Task goal
Retype all the entries word for word, but omit the pictures.

(Collected data entries)

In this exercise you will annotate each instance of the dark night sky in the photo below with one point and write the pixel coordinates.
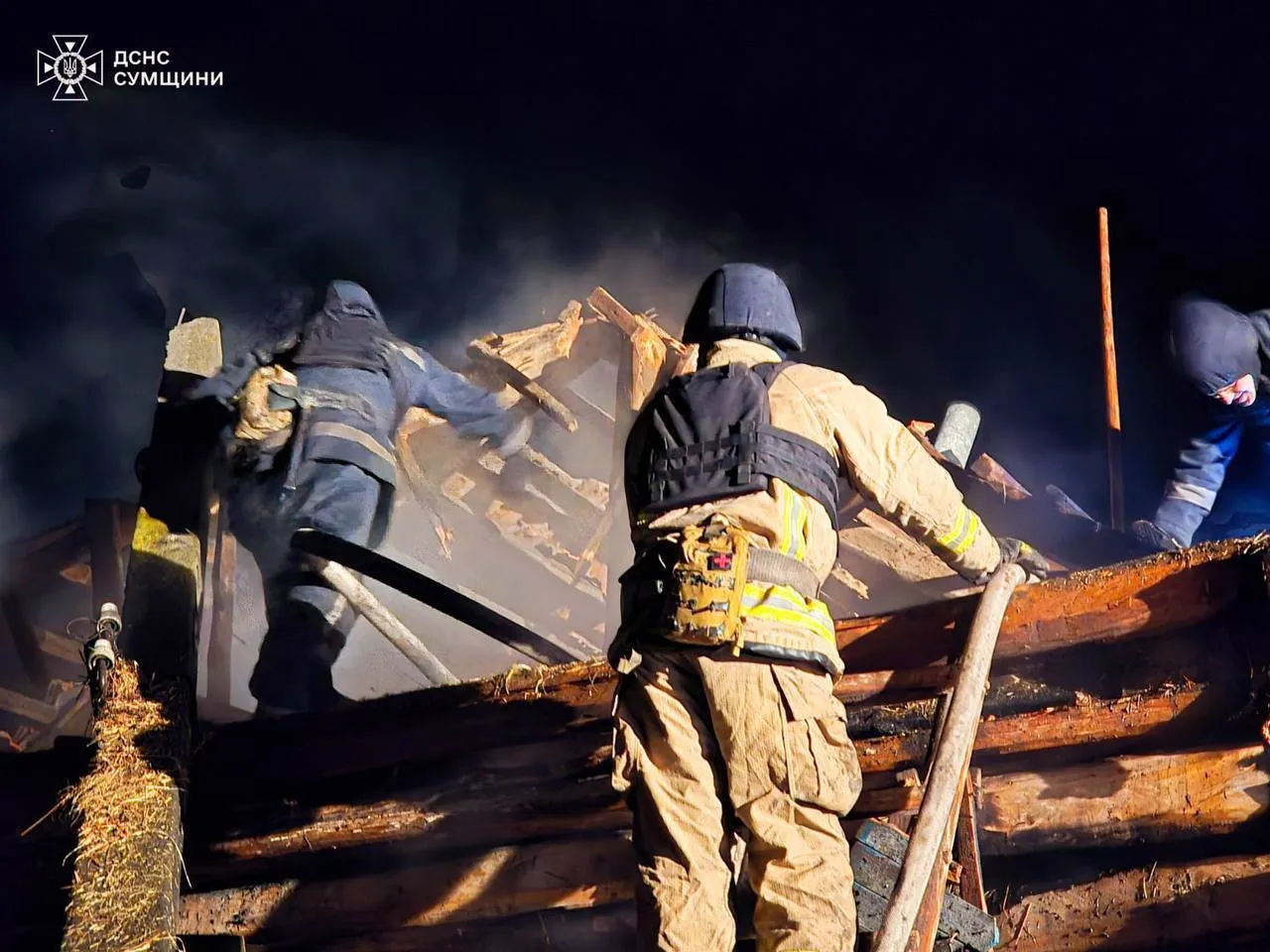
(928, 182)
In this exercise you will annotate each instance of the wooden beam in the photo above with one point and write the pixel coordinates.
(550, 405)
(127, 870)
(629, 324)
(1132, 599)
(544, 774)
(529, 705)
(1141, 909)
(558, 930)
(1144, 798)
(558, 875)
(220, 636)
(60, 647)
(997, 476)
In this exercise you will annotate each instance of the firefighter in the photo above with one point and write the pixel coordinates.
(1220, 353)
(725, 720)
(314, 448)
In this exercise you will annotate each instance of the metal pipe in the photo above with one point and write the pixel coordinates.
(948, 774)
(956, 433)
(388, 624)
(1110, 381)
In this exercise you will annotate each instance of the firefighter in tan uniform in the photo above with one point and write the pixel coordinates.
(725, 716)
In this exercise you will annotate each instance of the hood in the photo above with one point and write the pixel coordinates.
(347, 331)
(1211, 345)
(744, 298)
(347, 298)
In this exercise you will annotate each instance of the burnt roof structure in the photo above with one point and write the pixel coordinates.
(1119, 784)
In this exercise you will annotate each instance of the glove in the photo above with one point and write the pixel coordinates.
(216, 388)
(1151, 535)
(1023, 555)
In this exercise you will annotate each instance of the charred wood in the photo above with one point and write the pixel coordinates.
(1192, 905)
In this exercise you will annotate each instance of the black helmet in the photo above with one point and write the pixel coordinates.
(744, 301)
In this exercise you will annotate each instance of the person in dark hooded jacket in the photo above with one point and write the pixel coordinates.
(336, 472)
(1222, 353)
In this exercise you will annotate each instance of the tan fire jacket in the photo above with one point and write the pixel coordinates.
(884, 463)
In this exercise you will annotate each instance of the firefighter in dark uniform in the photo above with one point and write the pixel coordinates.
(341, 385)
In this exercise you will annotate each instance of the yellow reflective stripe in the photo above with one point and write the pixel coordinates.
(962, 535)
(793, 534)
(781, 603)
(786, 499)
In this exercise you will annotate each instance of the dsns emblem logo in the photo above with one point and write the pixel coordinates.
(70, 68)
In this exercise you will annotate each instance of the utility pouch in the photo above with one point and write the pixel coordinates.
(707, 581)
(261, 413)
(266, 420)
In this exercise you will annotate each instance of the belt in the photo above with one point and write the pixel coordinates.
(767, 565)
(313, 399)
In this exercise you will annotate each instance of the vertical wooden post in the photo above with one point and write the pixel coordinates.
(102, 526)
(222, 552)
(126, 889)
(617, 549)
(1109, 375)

Answer to this problem
In this exercise you will annotate each instance of the dark night sky in the photo below with one point and write the pixel coordinates.
(928, 182)
In this exercise you will annotate each instance of the wooden beam in the photo above with one point and write the pixel coordinates.
(550, 405)
(127, 870)
(629, 324)
(1132, 599)
(544, 774)
(529, 705)
(1141, 909)
(558, 930)
(1144, 798)
(558, 875)
(220, 636)
(60, 647)
(997, 476)
In this exercise you will annotate each instance of the firefighter in the photo above with one point and write the pixel coordinates.
(1220, 353)
(725, 720)
(314, 448)
In this exercise you will annotate each instance of the metal pipe in the photo above with one point and write the pixel coordinates.
(948, 774)
(956, 433)
(388, 624)
(1110, 381)
In this exercise you will annotate each instance of the firefighter in tan uniform in the photo above with one point and write the pixel coordinates.
(725, 716)
In this exercise you will annotate each instance of the hood in the photo above with one point and write the pixel coordinates.
(347, 331)
(1211, 345)
(744, 298)
(347, 298)
In this exercise you will annotate each instance of the burnt roof structure in the photo above with one point and write the pixel coordinates.
(1119, 784)
In this exercise you will annotate each instance of the glove in the photo above with one point and write the pixel coordinates.
(216, 388)
(1151, 535)
(1023, 555)
In this exercise you will annotate each instance of the charred wood in the photo above with one point and write the pixel coordinates.
(1192, 905)
In this exercise you will annotate each instance of the black helmet in the photo above with one point and write the pixel coordinates.
(744, 301)
In this exercise you will annotate each instance of the person in dark hooded jacket in the photo above with one point and write the pixel coordinates.
(336, 472)
(1222, 353)
In this exercise you will annotate each instance of the tan fire jacket in the photo above with one point and write the pixel coordinates.
(884, 463)
In this exercise you will annotate each instance of the firefighter in dark uniform in the photo above with one point and write the pixel coordinates.
(341, 385)
In this exercise you will annotate each instance of the yellow reflective stripe in the photo above with one point and write the pixel coordinates.
(962, 535)
(793, 534)
(781, 603)
(786, 499)
In this exercise you will annotate each instance of the dsns emblem logo in the photo above with one point and write the pixel coordinates.
(70, 68)
In this exercise you will annotate each instance of the utility pouch in the photo above with one point and write the pixel coordinates.
(707, 581)
(261, 413)
(266, 420)
In this exercise you will annotate each instance of the belt in the photo above with one point and write the pixel coordinates.
(767, 565)
(313, 399)
In this exercise you will annotate each instance of the vertical wooden post in the photo above with one point and write the pixel coordinates.
(102, 526)
(222, 552)
(126, 889)
(617, 549)
(1109, 375)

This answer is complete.